1030ヘイクトパスカルを超えるような優勢な高気圧が来ると、その縁の方では台風並の季節風が吹きます。特に1020ヘクトパスカルの等圧線上は風が強く吹くようです。
なぜなんだろう?長年疑問に思いながらも勉強不足のheita@沖縄です。

 さて、アブラソコムツという魚をご存じでしょうか?
 全身が焦げ茶色一色で、底ムツ特有の体型で鋭い歯とチョットグロテクスな顔つきしてます。
身はチョークのような白色で、大変美味しい魚です。
マグロ延縄漁船が混獲し、大体30kg前後で、大きいものは70kgぐらいになります。
 何度か漁船からいただいて試食しました。味の方は、刺身ではホンマグロの大トロという感じでご飯に合います。天ぷらやフライにすると冷たくなっても柔らかいし、美味しく食べられます。先輩や漁師からも味の保証はありました。

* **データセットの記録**
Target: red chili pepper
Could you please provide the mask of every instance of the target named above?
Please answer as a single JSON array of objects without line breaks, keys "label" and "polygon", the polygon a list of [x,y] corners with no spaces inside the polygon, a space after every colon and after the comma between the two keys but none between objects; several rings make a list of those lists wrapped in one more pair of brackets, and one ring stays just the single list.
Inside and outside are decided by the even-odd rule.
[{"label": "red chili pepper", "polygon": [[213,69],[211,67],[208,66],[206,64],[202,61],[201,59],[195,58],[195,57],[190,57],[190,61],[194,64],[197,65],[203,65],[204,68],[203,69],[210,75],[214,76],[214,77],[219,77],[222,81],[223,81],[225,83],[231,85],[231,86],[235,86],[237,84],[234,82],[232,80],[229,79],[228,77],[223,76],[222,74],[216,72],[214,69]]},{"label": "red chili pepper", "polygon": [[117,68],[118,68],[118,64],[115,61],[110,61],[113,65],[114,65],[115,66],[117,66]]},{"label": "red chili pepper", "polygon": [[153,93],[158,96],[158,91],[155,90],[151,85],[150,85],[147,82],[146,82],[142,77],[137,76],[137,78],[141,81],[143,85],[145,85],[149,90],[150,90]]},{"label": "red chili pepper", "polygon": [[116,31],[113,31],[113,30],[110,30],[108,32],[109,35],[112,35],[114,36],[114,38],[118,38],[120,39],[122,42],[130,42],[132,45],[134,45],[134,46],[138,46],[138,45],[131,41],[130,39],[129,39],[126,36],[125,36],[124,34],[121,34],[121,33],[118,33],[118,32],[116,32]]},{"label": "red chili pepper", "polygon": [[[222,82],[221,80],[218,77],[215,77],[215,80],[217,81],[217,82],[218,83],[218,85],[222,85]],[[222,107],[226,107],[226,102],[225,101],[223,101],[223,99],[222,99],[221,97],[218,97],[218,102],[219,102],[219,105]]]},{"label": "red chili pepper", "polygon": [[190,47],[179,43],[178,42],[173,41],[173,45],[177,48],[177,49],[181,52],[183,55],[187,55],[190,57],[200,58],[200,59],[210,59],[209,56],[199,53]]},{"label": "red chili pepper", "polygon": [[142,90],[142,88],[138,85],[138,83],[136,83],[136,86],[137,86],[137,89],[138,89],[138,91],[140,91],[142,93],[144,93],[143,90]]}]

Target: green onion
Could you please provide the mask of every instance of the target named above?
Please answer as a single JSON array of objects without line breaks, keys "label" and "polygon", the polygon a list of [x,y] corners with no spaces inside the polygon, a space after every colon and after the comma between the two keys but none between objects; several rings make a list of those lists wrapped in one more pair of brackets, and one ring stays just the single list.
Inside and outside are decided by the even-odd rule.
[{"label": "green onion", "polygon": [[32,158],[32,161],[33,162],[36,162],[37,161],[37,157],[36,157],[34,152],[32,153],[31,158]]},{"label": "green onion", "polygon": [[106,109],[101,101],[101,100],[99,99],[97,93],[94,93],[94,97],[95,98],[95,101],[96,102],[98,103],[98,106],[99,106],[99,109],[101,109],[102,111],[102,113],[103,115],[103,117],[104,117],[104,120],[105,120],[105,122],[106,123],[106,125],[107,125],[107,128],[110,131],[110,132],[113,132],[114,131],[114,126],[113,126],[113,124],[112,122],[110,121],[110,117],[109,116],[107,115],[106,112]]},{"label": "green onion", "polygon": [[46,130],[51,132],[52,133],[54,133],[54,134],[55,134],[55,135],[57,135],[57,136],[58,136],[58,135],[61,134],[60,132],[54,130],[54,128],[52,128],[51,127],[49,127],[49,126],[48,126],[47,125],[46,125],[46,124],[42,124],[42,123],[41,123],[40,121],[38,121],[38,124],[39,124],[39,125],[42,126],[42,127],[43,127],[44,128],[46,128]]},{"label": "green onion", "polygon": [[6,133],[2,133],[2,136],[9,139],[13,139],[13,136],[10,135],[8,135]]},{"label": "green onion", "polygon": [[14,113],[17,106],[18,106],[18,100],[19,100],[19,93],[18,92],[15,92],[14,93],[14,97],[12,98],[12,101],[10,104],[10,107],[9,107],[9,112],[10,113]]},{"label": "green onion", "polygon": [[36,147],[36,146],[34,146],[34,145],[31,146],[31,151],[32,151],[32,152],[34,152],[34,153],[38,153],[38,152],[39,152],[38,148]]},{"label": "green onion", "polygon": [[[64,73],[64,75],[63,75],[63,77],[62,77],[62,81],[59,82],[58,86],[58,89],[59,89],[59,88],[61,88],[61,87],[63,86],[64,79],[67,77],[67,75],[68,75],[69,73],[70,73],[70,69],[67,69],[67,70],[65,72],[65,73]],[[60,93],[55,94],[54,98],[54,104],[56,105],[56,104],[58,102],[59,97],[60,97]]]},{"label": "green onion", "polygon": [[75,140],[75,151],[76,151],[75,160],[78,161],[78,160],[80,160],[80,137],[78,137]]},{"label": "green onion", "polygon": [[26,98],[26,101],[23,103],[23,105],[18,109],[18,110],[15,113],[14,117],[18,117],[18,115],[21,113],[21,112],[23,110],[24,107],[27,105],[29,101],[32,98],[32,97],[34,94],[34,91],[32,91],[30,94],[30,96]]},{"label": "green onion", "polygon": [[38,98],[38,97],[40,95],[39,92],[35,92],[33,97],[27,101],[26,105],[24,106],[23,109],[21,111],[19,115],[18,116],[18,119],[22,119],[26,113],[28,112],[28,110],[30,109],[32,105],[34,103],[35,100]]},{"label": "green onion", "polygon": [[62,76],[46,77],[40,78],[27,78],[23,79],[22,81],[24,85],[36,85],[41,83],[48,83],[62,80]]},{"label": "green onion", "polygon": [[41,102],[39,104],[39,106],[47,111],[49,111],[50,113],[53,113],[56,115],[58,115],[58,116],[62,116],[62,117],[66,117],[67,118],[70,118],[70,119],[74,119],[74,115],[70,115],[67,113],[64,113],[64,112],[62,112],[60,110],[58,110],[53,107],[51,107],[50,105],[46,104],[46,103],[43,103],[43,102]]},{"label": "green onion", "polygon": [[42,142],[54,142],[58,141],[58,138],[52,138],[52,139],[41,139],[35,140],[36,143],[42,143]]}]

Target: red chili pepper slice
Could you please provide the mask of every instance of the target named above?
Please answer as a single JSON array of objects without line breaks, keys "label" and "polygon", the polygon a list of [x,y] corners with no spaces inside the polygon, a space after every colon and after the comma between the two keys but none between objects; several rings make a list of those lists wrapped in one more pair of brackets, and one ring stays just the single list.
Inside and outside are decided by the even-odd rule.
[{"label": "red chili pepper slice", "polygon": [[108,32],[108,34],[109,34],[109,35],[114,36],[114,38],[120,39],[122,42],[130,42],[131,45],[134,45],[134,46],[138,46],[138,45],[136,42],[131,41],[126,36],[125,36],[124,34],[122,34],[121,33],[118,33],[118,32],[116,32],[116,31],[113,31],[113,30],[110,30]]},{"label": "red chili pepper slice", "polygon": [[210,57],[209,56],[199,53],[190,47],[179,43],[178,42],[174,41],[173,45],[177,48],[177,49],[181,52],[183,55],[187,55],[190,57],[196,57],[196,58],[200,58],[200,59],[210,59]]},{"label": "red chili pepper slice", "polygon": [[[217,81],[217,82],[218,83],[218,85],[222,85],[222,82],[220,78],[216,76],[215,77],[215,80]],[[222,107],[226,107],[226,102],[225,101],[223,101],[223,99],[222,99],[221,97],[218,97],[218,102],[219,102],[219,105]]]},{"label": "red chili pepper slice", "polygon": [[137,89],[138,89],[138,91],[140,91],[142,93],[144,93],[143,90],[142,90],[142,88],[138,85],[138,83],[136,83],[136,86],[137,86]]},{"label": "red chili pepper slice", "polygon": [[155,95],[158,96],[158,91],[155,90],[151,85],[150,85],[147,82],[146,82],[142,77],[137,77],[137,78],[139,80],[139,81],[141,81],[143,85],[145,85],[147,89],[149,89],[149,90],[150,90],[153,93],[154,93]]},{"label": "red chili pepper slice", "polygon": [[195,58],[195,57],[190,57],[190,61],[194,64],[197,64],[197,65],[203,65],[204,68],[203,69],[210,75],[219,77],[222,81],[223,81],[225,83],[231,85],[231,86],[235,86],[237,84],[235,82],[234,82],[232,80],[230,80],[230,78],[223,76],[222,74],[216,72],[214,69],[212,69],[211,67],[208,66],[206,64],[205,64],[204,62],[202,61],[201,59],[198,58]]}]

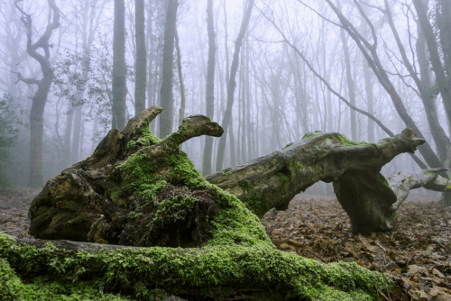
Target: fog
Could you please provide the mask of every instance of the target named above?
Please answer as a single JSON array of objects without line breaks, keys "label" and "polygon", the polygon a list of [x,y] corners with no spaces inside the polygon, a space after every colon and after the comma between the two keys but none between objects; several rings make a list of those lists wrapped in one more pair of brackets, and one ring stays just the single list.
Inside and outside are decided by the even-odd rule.
[{"label": "fog", "polygon": [[[144,1],[146,107],[165,108],[167,104],[161,102],[161,78],[170,1]],[[161,130],[158,117],[151,124],[157,136],[179,124],[181,82],[186,99],[182,117],[207,114],[207,1],[178,3],[179,53],[174,48],[173,103],[171,110],[166,110],[170,124]],[[416,160],[407,154],[399,156],[383,168],[384,175],[451,167],[451,98],[446,91],[451,83],[451,50],[446,34],[451,13],[446,1],[255,0],[251,6],[249,3],[212,2],[216,51],[209,117],[224,124],[230,114],[230,122],[226,144],[213,139],[209,155],[205,153],[205,137],[182,145],[199,170],[208,173],[202,170],[205,160],[209,160],[211,172],[241,164],[300,141],[309,132],[337,132],[357,141],[378,141],[406,127],[424,136],[430,150],[420,147]],[[134,0],[124,1],[125,120],[139,113],[134,101]],[[421,13],[428,12],[426,20],[419,15],[419,5],[425,9]],[[227,110],[235,41],[249,7],[252,14],[238,52],[236,86]],[[55,9],[60,20],[50,30],[58,14]],[[42,185],[89,156],[111,130],[117,112],[112,89],[114,21],[114,1],[0,2],[4,28],[0,32],[0,186]],[[45,34],[48,47],[40,48]],[[31,55],[30,49],[41,59]],[[42,68],[39,60],[42,58],[50,71]],[[51,78],[51,85],[43,99],[36,95],[39,81],[41,84],[45,78]],[[41,117],[32,114],[33,103],[42,105]],[[41,137],[33,130],[39,130],[40,122]],[[41,140],[39,170],[39,164],[33,167],[39,158],[33,151]],[[225,150],[224,162],[218,169],[220,148]],[[42,175],[37,181],[31,176],[36,172]]]}]

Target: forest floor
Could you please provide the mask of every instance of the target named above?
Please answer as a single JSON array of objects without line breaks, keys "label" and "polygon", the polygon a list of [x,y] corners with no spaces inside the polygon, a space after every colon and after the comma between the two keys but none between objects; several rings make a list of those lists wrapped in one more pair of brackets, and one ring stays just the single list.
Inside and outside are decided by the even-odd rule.
[{"label": "forest floor", "polygon": [[281,251],[393,275],[397,288],[383,292],[386,300],[450,301],[451,207],[408,198],[398,216],[391,233],[354,235],[336,197],[298,195],[286,211],[272,209],[262,223]]},{"label": "forest floor", "polygon": [[[30,237],[28,207],[39,191],[0,193],[0,231]],[[268,235],[281,251],[323,262],[354,261],[390,273],[397,288],[382,292],[386,300],[451,300],[451,207],[437,200],[410,198],[388,233],[350,233],[349,219],[332,196],[297,196],[286,211],[272,209],[262,218]]]}]

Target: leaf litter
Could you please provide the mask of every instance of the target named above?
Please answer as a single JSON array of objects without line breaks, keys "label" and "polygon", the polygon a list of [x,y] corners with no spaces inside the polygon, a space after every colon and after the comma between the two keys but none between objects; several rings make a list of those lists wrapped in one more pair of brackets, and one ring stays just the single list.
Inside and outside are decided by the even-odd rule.
[{"label": "leaf litter", "polygon": [[[0,231],[30,237],[28,207],[38,190],[0,193]],[[286,211],[272,209],[262,218],[281,251],[323,262],[346,261],[392,275],[396,286],[382,300],[451,301],[451,207],[410,198],[398,212],[391,233],[355,235],[333,196],[298,195]]]},{"label": "leaf litter", "polygon": [[390,233],[353,234],[336,198],[298,195],[262,218],[278,249],[324,262],[346,261],[396,279],[382,300],[451,300],[451,207],[410,198]]}]

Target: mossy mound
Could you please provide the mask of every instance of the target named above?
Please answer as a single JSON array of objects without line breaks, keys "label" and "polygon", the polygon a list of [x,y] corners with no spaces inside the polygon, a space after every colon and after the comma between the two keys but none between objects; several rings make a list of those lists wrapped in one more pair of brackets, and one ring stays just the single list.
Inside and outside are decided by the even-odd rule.
[{"label": "mossy mound", "polygon": [[38,237],[160,246],[87,253],[51,243],[37,249],[0,233],[11,294],[26,299],[23,292],[33,287],[48,299],[116,294],[111,297],[159,300],[175,294],[189,299],[373,300],[391,287],[390,278],[354,263],[327,265],[278,251],[259,218],[207,182],[178,148],[190,137],[218,135],[222,129],[193,116],[160,140],[149,131],[151,115],[122,132],[110,132],[93,156],[49,181],[30,212]]},{"label": "mossy mound", "polygon": [[[10,287],[16,296],[28,287],[42,296],[51,293],[57,300],[64,298],[56,293],[70,296],[83,289],[97,292],[97,296],[110,293],[139,300],[165,294],[189,299],[247,295],[259,300],[374,300],[378,290],[391,285],[391,278],[354,263],[326,265],[281,252],[265,242],[92,254],[59,250],[51,243],[43,249],[20,245],[0,233],[0,256],[15,270],[8,278],[15,281]],[[46,286],[38,288],[40,283]]]}]

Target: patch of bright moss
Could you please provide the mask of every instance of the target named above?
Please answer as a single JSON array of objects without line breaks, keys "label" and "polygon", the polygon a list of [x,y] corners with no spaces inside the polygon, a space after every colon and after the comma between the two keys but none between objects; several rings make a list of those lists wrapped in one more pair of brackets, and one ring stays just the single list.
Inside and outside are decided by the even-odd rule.
[{"label": "patch of bright moss", "polygon": [[[341,300],[354,300],[356,296],[373,300],[376,289],[385,287],[381,273],[354,263],[326,265],[281,252],[271,242],[262,242],[252,246],[227,242],[201,249],[152,247],[93,254],[57,250],[51,245],[43,249],[18,245],[0,233],[0,256],[16,275],[45,277],[47,283],[52,284],[45,294],[79,294],[78,287],[86,283],[87,291],[94,294],[97,290],[99,296],[92,299],[102,299],[106,296],[103,292],[142,300],[149,299],[145,296],[152,294],[155,287],[170,294],[187,288],[207,294],[208,287],[224,289],[239,285],[267,287],[285,298],[330,300],[331,296],[336,296]],[[385,280],[390,287],[392,280],[388,277]],[[112,297],[120,300],[120,296]]]},{"label": "patch of bright moss", "polygon": [[287,183],[287,177],[281,172],[278,172],[277,177],[279,177],[279,181],[281,182],[281,188],[283,188],[283,186]]},{"label": "patch of bright moss", "polygon": [[292,159],[291,160],[290,160],[290,162],[288,163],[288,167],[290,169],[291,177],[296,176],[299,169],[305,169],[304,163],[302,163],[301,160],[296,159]]},{"label": "patch of bright moss", "polygon": [[285,145],[284,147],[282,147],[282,150],[285,150],[285,149],[290,147],[292,144],[293,144],[293,142],[288,143],[287,145]]},{"label": "patch of bright moss", "polygon": [[302,136],[302,139],[308,139],[308,138],[314,138],[321,134],[321,131],[315,131],[315,132],[307,132],[304,136]]},{"label": "patch of bright moss", "polygon": [[227,176],[227,175],[231,175],[231,174],[233,174],[233,173],[234,173],[234,169],[224,169],[224,170],[222,171],[222,174],[223,174],[223,175],[226,175],[226,176]]},{"label": "patch of bright moss", "polygon": [[[262,207],[262,196],[251,194],[244,205],[235,196],[207,182],[184,152],[171,150],[159,164],[150,166],[149,158],[141,152],[132,155],[118,167],[127,171],[124,187],[118,191],[133,191],[134,196],[152,202],[167,184],[212,190],[218,212],[210,222],[212,238],[204,247],[72,252],[57,250],[51,244],[43,249],[18,245],[0,233],[0,257],[7,260],[15,273],[15,278],[11,272],[6,276],[10,287],[19,287],[18,291],[23,292],[21,279],[36,284],[42,282],[40,277],[44,277],[50,288],[45,291],[45,286],[41,286],[37,289],[42,296],[38,299],[44,300],[48,296],[64,299],[73,292],[86,293],[88,296],[86,299],[102,299],[107,296],[106,293],[111,293],[121,296],[111,295],[109,298],[108,295],[109,299],[124,296],[152,300],[161,298],[166,292],[177,294],[183,289],[198,291],[201,297],[215,297],[231,294],[236,287],[264,287],[279,294],[281,299],[371,300],[376,297],[377,289],[385,289],[381,273],[356,264],[326,265],[278,251],[260,219],[246,207],[252,205],[253,200],[256,202],[257,197]],[[290,165],[291,173],[303,168],[300,161]],[[166,170],[165,174],[161,174],[161,169]],[[242,181],[240,187],[244,192],[252,192],[249,181]],[[116,192],[116,196],[120,196]],[[164,213],[179,216],[179,213],[181,214],[193,205],[189,197],[169,201],[156,205],[157,216]],[[387,278],[386,282],[390,287],[391,278]],[[79,288],[82,285],[86,289]]]},{"label": "patch of bright moss", "polygon": [[350,140],[349,138],[340,134],[340,133],[337,133],[336,134],[336,138],[338,139],[338,141],[340,141],[341,144],[345,145],[345,146],[357,146],[357,145],[374,145],[374,146],[377,146],[377,143],[374,143],[374,142],[358,142],[358,141],[353,141],[352,140]]},{"label": "patch of bright moss", "polygon": [[246,179],[238,182],[238,185],[243,189],[243,192],[245,194],[250,193],[251,190],[253,188],[253,186],[251,184],[251,182],[249,182]]},{"label": "patch of bright moss", "polygon": [[150,145],[154,145],[160,142],[161,140],[151,132],[149,129],[149,123],[144,123],[141,128],[140,131],[140,135],[137,137],[135,140],[131,140],[127,143],[127,149],[132,148],[133,146],[136,144],[143,145],[143,146],[150,146]]}]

* **課題の目的**
提示文の「なぜなんだろう?長年疑問に思いながらも勉強不足のheita@沖縄です。」から「からも味の保証はありました。」までを、一字も変えずに書き写してください。

* **問題の解答**
なぜなんだろう?長年疑問に思いながらも勉強不足のheita@沖縄です。

 さて、アブラソコムツという魚をご存じでしょうか?
 全身が焦げ茶色一色で、底ムツ特有の体型で鋭い歯とチョットグロテクスな顔つきしてます。
身はチョークのような白色で、大変美味しい魚です。
マグロ延縄漁船が混獲し、大体30kg前後で、大きいものは70kgぐらいになります。
 何度か漁船からいただいて試食しました。味の方は、刺身ではホンマグロの大トロという感じでご飯に合います。天ぷらやフライにすると冷たくなっても柔らかいし、美味しく食べられます。先輩や漁師からも味の保証はありました。